▶ _Supplied text_
>>>>

“Court 11” seems to refer to the seat that’s open, but I can’t figure out which judge is in it right now. That person is apparently not running for re-election as the seat seems to be wide open. There are four people running, two of whom will progress to the November ballot.
I just want to note for the record that I think this is a bad way to choose a judge. Even more than any other elective seat, I’m not in a good position to decide whether someone’s going to be good at the job. The Committee on Judicial Selection, which you apply to and which recommends appointments to the governor, and which was handling two seats this year, seems genuinely more qualified to me. (I have no idea why this seat wasn’t filled that way!)
(I’d also prefer retention elections to the system we’ve got now. In a retention election, you vote “should we keep this person, Y/N” when their term expires, and if people vote N, a new person gets appointed.)
The vast majority of what judges do isn’t partisan. “Did this person steal a car?” is not a particularly political question. But of course, politics leak in in all sorts of ways. I don’t want a judge who’s going to discriminate against a gay parent in a child custody case. I don’t want a judge who doesn’t take violence against women seriously. I don’t want a judge who assumes that police officers are always telling the truth. Etc.
Anyway — somewhat frustratingly, I’m going to note — all four of the candidates for this open seat appear to be basically fine and decent people who’d probably be good judges. Here they are:
Scott Michael Flaherty
Gregory J. Egan IV
Flaherty is a partner at a large law firm, Briggs and Morton, and you can read his professional bio on their site. He does a mix of stuff, but mostly IP-related law. He went to Washington University in St. Louis and graduated from law school at the University of Iowa, which is a respectable set of academic credentials.
He’s gay, which I mention because it’s a solid indicator that he’s not a secret religious conservative and is unlikely to discriminate against gay defendants or treat the “gay panic” defense as anything other than an admission of a hate crime.
He teaches as an adjunct at the UST law school, serves on the ACLU MN board, and is a board member at the Hallie Q. Brown Community Center. I checked out his Facebook page and discovered that he also SCUBA dives as a hobby and has a sense of humor about jokes about why lawyers and sharks get along just fine.
He also has a well-put-together website that he had up and running early. (All four candidates have web pages, but his is the only one that’s linked from the candidate list.)
He has a supporters list that includes some impressive people like former justices on the Minnesota Supreme Court, and a whole lot of names I don’t recognize.
Adam Yang is a public defender (he works in the Hennepin County public defender’s office, which is slightly disconcerting, but that’s one of the jobs where there’s no particular reason that you’d have to live where you work, since they just hire you instead of making you run.) He works in the juvenile justice unit. He’s a Hmong immigrant and is a founding member of the Hmong American Bar Association.
He graduated from the U of M with a BS and MS (I think) in Aerospace Engineering, and went to Hamline law school.
He believes that judges should be fair, patient, respectful, and open-minded, and this right here sort of sums up the problem with giving the “choose a judge” job to randos like me. I am really confident that all four of these people would agree strongly that judges should be fair, patient, respectful, and open-minded, while also assuring me that they themselves exemplify all of these qualities (and they very well might!)

<<<<

▶ _Work task 1_
Could you condense the paragraph beginning "Flaherty is a partner at a large law firm" from the judicial election post into a short list that keeps its main facts?
▶ _Work task 2_
How would the post about the open judicial seat go on after its final sentence? Write the next part.
Nothing in the records is needed here.

Localization data: one point per instance

>>>>

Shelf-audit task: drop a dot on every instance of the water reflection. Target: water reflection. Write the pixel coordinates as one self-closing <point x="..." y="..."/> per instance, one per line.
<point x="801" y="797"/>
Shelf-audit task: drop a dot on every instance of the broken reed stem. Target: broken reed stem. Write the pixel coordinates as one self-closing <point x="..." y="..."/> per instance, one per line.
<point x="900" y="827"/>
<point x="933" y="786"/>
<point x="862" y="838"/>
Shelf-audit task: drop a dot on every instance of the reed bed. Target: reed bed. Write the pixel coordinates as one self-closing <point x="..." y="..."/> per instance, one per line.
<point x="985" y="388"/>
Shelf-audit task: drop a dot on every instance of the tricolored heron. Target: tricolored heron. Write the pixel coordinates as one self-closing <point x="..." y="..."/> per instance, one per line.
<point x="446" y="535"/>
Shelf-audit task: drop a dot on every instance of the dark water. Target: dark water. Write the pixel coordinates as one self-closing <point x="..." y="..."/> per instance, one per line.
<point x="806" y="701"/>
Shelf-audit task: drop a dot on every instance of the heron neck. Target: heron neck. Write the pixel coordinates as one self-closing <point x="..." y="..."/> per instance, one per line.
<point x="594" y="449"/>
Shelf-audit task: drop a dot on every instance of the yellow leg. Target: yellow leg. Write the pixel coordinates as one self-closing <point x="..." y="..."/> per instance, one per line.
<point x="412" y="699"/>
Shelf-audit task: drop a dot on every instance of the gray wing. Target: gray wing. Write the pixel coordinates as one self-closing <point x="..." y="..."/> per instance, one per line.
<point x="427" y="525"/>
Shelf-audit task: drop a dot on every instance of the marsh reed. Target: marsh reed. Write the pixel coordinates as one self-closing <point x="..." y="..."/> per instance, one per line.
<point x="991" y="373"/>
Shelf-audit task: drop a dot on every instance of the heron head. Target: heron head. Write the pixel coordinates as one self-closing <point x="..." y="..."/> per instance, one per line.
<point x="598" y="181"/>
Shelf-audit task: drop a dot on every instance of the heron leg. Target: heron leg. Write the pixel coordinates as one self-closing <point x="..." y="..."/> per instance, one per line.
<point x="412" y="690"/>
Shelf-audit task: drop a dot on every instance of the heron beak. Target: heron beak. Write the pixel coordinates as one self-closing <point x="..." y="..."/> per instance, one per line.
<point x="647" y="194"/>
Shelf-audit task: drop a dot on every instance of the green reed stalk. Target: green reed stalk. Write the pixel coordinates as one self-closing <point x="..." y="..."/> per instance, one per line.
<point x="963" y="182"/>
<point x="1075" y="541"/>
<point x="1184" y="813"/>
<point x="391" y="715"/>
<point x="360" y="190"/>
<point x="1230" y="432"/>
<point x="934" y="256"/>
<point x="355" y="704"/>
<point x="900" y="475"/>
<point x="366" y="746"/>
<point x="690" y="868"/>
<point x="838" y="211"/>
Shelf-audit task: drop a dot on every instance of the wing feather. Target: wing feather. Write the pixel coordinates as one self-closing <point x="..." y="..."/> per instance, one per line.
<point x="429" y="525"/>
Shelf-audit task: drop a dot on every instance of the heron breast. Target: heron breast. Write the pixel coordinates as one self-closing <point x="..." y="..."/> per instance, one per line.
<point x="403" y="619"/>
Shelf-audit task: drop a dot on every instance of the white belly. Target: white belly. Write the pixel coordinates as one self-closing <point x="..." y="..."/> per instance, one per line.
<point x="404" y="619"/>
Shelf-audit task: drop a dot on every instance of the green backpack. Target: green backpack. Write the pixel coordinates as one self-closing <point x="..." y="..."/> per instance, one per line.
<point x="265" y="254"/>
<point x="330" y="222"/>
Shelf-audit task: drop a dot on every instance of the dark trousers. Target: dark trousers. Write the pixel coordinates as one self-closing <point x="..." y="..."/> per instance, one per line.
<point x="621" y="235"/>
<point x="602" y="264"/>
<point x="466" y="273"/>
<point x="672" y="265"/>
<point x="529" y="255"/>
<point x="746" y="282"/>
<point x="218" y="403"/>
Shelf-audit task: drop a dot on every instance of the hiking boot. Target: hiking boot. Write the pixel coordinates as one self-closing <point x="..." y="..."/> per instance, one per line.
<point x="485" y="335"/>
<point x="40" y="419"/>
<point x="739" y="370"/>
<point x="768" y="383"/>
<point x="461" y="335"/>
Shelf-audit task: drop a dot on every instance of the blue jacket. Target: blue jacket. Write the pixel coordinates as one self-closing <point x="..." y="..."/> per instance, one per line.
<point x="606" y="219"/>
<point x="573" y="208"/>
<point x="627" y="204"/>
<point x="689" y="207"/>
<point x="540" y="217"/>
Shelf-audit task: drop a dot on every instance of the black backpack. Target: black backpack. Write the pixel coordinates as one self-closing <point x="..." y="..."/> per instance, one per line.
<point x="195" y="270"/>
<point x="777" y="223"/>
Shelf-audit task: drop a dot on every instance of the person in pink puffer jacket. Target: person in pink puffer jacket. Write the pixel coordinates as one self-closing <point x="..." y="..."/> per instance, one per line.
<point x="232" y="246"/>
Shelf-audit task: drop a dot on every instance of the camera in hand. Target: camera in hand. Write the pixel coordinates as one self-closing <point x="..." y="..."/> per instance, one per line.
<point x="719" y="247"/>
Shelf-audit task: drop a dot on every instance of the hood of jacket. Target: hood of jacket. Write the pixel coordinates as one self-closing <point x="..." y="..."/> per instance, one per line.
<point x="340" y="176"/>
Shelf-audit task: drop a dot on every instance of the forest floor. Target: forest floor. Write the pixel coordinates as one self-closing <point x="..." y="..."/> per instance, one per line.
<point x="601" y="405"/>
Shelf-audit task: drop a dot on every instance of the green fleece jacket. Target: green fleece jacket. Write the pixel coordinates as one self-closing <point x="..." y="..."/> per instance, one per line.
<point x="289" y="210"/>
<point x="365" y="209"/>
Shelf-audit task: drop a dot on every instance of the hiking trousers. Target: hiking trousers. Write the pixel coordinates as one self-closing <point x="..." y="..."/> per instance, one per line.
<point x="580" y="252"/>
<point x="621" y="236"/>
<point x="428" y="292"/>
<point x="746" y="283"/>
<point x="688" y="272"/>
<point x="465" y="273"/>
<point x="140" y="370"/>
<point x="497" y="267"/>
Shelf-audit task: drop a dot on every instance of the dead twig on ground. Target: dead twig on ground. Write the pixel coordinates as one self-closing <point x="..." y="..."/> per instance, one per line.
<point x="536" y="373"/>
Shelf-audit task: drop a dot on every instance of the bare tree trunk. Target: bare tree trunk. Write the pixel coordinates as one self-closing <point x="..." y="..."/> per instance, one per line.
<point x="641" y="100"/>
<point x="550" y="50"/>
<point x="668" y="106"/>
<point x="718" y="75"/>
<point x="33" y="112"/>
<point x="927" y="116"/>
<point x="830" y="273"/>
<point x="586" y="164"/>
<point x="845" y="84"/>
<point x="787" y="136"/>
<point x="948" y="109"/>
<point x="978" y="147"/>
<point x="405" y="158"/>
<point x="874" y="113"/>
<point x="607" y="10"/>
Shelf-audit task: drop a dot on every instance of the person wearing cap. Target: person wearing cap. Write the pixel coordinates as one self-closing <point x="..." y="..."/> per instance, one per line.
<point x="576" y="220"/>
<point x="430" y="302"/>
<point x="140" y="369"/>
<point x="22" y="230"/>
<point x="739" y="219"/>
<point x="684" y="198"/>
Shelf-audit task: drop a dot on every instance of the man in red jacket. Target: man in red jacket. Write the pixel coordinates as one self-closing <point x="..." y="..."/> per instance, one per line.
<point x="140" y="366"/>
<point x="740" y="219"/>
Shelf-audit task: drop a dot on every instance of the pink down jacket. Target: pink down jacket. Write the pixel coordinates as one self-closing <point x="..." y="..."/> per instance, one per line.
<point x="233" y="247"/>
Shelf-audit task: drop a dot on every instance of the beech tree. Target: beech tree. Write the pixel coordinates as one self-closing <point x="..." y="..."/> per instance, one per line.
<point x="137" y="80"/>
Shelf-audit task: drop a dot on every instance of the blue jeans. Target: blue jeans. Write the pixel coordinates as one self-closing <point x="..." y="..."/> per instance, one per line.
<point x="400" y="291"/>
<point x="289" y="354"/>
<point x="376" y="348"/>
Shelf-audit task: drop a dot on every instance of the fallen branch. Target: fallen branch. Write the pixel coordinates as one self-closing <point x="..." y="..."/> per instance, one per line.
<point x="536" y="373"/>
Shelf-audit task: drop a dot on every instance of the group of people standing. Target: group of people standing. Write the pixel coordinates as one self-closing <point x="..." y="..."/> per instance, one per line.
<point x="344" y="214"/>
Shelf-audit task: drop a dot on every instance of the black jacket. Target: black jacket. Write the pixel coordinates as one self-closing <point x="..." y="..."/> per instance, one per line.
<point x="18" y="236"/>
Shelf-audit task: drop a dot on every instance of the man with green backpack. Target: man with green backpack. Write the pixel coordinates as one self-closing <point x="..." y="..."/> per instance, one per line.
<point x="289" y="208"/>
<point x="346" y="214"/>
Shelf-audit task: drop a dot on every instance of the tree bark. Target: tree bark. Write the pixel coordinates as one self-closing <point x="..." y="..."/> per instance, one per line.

<<<<

▶ _Exercise output 1_
- Partner at Briggs and Morton, a large law firm, whose site carries his professional bio
- Handles a mix of work, mostly IP-related law
- Undergraduate at Washington University in St. Louis
- Law degree from the University of Iowa
- A respectable set of academic credentials

▶ _Exercise output 2_
If you want to, you can watch Adam get introduced and then declare his candidacy. His Facebook page has info about events; his campaign has spent a lot of time going to fairs and parades to meet people. He doesn’t have an endorsements list, which is too bad. Honestly, endorsements are one of the more meaningful signposts to me in elections like this.
Jeff Martin has an atrociously designed web page with one of the most dubious URLs I’ve ever seen, which he got up and running at the very end of June. His current job is working as the Deputy Director for the Department of Human Rights and Equal Economic Opportunity at the City of St. Paul; before that, he was in solo practice for a few years, and before that he was President of the St. Paul branch of the NAACP. While President of the NAACP he commented pretty cynically about the skyway tasering incident; called for an investigation of a police shooting of a Black man; and expressed significant reservations about the SPPS restructuring plan pushed through by Silva.
So in the “won’t automatically believe testimony from cops” category, he’s solid.
Here’s what I see as the biggest argument in favor of Jeffry Martin: of the four candidates here, he’s the one who is least likely to ever be recommended by a judicial selection committee, because of his work for the NAACP and his previous statements about police, which are mildly phrased but still negative. The only way to get someone like this as a judge is probably to vote him in.
But I’m also seeing a lot of red flags. There are these weird discrepancies between his campaign website and other information about him. For example, his campaign website emphasizes his work as a prosecutor. (“Jeff’s passion for equity and equality drew his desire to be part of the Minnesota Second Judicial District Courts, where he served as a Prosecutor in the City of Saint Paul Courts, Prosecutor in the Ramsey County District Courts, and the position of Public Defender in Ramsey County District Courts.”) But his LinkedIn resume lists his Prosecutor work as lasting exactly 1 year, followed by three years as a public defender. He also says he has a Masters in Community Ministry Leadership from Bethel Seminary; that’s not a degree they mention offering, although maybe they did in 2012? Bethel itself is a bit of a red flag as it’s really conservative.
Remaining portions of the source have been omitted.